** Selected text **
========================================
Sunday, April 8, 2007

Archbishop Lagdameo's Easter message

Message Reposted

Jaro Archbishop Angel Lagdameo, president of the Catholic Bishops Conference of the Philippines, reminds us that the real message of Holy Week is not only that Jesus Christ died for us but that He also gave us hope for new life by rising to life from the dead.

He stresses that the gift of Easter is in being able to say once more to God "Yes, Lord, you know that I love you" (Jo. 21/15) and to say also to one another "Yes, and I love you too."

The gift of Easter is to see Jesus again, to remember what He taught and did, to live and celebrate our resurrection in Jesus, he says.



Re-living the Story: the Gift of Easter

"The Lord is risen as he has foretold. Alleluia."

It is with that message that we climax the celebration of Holy Week which started with Palm Sunday, leading to the last supper on Holy Thursday, with the night vigil, and Visita Iglesia, then the Stations of the Cross and its Veneration on Good Friday. A lot of people listened and reflected on the seven last words of Jesus from the cross. The real message of Holy Week is not only that Jesus Christ died for us, but that Jesus Christ also gave us hope for new life by rising to life from the dead. And so: "The Lord is risen as he has foretold. Alleluia."

All four Gospels narrate the event of the resurrection with their respective nuances, indicating the individual author’s reflection with insight on the historic event. All four evangelists - Mark, Matthew, Luke and John - narrate that it was the women-disciples of Jesus, led by Mary Magdalene, a former sinner, who bravely came to the tomb and found Jesus was no longer there.

This Gospel detail shows that sinners are also objects of the resurrection news and can be channels through whom the good news will spread. It was through the witness of women that the male-disciples of Jesus came to know about the resurrection. Mary Magdalene and the other women were the ones instructed: "Go tell his disciples and Peter that he is going ahead of you to Galilee, there you will see him" (Mk. 16/17). St. Mark includes the initial and logical reaction of the women. Faced with an extraordinary and unexpected event, it was natural for them to doubt and not to immediately act. In St. Luke’s and St. John’s accounts that was also the initial reaction of the apostles: one of disbelief and wonderment (Lk. 24/41, Jo. 20/9).

The resurrection account in the Gospel of St. Matthew emphasizes one detail to solve doubt and unbelief. The appearance of an angel at the tomb, while frightening to the soldiers, was intended to dispel the fear of the women: "Do not be afraid. I know that you are looking for Jesus who was crucified. He is not here. He has been raised, as he said. Come and see the place where he lay" (Mt. 28/5-6). Matthew emphasizes the role of seeing in believing and in dispelling doubt. That is what happened to the women. That is what happened also to the other disciples. They were told "not to be afraid" (Mt. 28/10). They were told to see, to look at the empty tomb. For somehow, to see is to believe. This is told in particular about the "beloved disciple" who reached the tomb ahead of St. Peter: "He saw and believed" (Jo. 20/8). But here, seeing can also mean seeing not only with the eyes, but also with the open mind. And for us in our time to see the resurrection is to believe in the witness of credible lives down through the centuries.
========================================
** Set of tasks **
[a] Which Gospel citations appear in parentheses in the Easter message? List every one.
[b] How would you translate this sentence from the Easter message into Spanish: "Matthew emphasizes the role of seeing in believing and in dispelling doubt."?
The items that come next are separate material and are not part of the Easter message.
========================================
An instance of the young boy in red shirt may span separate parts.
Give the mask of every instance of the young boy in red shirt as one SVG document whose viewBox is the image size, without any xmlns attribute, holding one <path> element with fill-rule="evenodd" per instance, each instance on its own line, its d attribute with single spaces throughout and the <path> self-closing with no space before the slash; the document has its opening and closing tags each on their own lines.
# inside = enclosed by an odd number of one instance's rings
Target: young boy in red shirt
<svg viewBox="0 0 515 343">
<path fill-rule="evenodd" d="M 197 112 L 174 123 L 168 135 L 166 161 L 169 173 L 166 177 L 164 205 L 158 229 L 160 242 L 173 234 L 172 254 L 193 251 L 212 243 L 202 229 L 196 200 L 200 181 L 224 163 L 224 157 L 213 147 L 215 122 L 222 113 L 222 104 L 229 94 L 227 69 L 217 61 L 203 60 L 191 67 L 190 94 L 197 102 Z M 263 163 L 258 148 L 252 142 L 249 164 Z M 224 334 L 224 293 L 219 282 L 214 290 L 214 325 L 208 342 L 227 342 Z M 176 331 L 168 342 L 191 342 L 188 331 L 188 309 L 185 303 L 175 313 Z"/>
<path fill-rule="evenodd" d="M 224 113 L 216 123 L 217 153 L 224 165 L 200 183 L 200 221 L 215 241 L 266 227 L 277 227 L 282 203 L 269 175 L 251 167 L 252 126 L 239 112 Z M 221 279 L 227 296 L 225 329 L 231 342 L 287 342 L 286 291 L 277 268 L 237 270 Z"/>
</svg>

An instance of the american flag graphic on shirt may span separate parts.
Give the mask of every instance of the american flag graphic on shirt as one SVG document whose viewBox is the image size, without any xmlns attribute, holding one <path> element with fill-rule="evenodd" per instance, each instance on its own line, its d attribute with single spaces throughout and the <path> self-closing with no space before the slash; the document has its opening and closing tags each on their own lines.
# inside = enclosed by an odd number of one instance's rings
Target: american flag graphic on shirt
========================================
** The results **
[a]
Jo. 21/15
Mk. 16/17
Lk. 24/41
Jo. 20/9
Mt. 28/5-6
Mt. 28/10
Jo. 20/8

[b] Mateo destaca el papel que tiene el ver en el creer y en disipar la duda.